* Passage shown
++++

Sunday, June 7, 2020

How perspective changed my outlook on recovery

"Your life is the manifestation of your dream; it is an art. And you can change your life anytime you aren't enjoying the dream."
 I finished reading "The Four Agreements" by Don Miguel Ruiz this week; a small book, but large on wisdom. I underlined, left sticky notes on passages I wanted to go back on and remember, and called my mom to read her select passages.

Talking to my therapist this week, I told her I felt stuck. Unknowingly, the wisdom from the book allowed me to talk myself out of the negative thoughts I was thinking, by re-framing those negative thoughts into positive ones.

 I was frustrated by the amount I was eating and how hungry I had felt all week. I felt tired and as if I wanted a nap all the time.

"I feel fat," I told her, quickly realizing this was a thought that often plagued me when I was in the depths of my eating disorder. "I'm eating so much, but I'm just so hungry, I don't know why."

In the middle of me complaining, I told her it was something that usually happened the week before I got my period.

 By acknowledging out loud the normalcy of increased hunger before my time of the month, I felt less guilt.

"Then when I do get my period, I don't feel as hungry," I told her.

Something I learned in recovery when I was experiencing "extreme hunger", though of course this is not that, is that those periods don't last forever. By reminding myself that, the period of time began to feel less overwhelming.

With that, more feelings came up. Even though I "felt fat", I understood it was only a feeling, and it would pass. When I was in the depths of my eating disorder, one of my goals I set for recovery, was to be able to comfortably fit into a pair of jeans and fill them out. At the time, I couldn't find a pair that fit me anywhere. All of the pairs I tried on where either too big around the waist, too big in the legs, or both. I desperately missed my curves and feeling sexy. Now, what was I going to do complain about filling my jeans too much? Hell no! I was thankful that I could wear them.

When I was in the depths of my eating disorder, I wore pads on my ass. This is not a joke. My butt had so little fat, that my doctors said without the pads, I could risk bruising my bones any time I sat or laid down. They were sticky pads that stuck with hospital grade glue right to the bare skin on my ass. Yes, it hurt every time the doctors changed the pads every day, like extra large bandages were being ripped in one go, right from my bare skin. Not ideal.

++++

* Supplied material
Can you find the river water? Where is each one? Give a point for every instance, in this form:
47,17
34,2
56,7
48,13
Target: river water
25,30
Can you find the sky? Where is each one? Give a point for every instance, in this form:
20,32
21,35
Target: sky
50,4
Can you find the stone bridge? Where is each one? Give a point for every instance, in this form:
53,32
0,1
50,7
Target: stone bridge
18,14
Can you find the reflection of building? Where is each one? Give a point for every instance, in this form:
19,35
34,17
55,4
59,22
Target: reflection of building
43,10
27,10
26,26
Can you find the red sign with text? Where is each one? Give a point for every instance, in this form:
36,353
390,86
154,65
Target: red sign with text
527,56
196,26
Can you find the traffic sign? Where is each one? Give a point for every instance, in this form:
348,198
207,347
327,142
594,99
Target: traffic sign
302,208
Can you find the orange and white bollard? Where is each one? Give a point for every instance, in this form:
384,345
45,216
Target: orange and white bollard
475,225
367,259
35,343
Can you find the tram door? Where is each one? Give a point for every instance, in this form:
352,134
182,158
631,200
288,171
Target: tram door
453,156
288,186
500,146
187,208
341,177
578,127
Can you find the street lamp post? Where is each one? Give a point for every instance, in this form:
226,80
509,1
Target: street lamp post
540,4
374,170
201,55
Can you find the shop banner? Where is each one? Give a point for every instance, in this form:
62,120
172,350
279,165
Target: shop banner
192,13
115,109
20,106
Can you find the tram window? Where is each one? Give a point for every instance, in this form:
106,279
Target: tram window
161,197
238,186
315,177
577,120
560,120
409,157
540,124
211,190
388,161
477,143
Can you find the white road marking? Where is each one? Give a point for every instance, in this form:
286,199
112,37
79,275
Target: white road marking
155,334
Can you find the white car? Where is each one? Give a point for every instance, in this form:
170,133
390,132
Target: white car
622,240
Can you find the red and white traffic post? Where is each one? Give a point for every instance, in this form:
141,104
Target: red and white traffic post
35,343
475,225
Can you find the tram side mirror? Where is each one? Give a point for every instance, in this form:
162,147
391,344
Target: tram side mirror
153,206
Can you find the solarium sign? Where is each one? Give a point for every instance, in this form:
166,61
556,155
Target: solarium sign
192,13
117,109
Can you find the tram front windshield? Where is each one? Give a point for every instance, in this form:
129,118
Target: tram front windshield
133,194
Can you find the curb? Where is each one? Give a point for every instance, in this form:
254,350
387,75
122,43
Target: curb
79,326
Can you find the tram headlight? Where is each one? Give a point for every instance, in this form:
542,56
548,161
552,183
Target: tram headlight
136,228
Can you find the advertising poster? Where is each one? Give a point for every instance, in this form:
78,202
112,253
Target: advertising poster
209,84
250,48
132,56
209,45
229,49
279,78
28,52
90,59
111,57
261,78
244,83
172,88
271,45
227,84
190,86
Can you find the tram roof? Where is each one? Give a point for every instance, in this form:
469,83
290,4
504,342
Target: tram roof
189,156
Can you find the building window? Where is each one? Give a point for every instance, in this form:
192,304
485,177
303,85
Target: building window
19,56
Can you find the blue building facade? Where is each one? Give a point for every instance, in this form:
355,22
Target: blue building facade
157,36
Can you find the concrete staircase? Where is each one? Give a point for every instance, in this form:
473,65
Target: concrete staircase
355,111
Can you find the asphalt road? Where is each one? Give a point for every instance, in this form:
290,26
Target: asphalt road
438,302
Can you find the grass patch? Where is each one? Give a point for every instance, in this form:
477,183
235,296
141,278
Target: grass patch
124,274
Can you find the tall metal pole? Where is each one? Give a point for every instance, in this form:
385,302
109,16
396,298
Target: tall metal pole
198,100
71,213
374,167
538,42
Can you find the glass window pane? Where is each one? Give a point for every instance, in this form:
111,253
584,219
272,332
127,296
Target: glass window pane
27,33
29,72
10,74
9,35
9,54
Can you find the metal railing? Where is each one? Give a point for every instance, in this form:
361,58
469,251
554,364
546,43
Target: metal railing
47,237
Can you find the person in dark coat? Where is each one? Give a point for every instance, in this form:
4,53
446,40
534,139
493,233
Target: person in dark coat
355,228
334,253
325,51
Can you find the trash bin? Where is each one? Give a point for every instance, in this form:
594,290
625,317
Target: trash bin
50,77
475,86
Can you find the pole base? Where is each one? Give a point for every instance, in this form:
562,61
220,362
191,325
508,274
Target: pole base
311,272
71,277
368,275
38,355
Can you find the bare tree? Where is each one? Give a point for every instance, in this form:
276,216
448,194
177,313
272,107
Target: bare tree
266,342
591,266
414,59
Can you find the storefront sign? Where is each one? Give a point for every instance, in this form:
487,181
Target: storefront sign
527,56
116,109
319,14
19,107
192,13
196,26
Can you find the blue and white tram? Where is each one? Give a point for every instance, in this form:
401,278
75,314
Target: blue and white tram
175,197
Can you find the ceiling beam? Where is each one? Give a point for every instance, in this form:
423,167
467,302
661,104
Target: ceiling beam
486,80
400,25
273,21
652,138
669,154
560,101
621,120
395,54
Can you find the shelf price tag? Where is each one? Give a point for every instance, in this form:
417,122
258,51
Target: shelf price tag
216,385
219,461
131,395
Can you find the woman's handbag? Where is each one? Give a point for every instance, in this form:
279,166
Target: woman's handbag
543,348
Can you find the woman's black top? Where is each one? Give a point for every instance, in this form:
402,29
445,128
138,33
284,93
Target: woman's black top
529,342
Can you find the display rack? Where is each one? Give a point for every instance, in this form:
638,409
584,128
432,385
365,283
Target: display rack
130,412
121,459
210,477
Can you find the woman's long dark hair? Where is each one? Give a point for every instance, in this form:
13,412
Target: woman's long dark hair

++++

* Questions on the material
1 > Shorten the paragraph of the recovery post that begins "With that, more feelings came up" to three or four sentences, keeping its main facts.
2 > In the recovery post, what did the doctors say could happen without the pads?

* Per-task answers
1 > The writer understood that "feeling fat" was only a feeling that would pass. During the depths of the eating disorder, one recovery goal was to fit comfortably into a pair of jeans and fill them out, but every pair tried then was too big in the waist, the legs, or both. The writer missed having curves and feeling sexy. Rather than complain about filling the jeans too much now, the writer felt thankful to be able to wear them.

2 > The writer could risk bruising the bones any time they sat or laid down.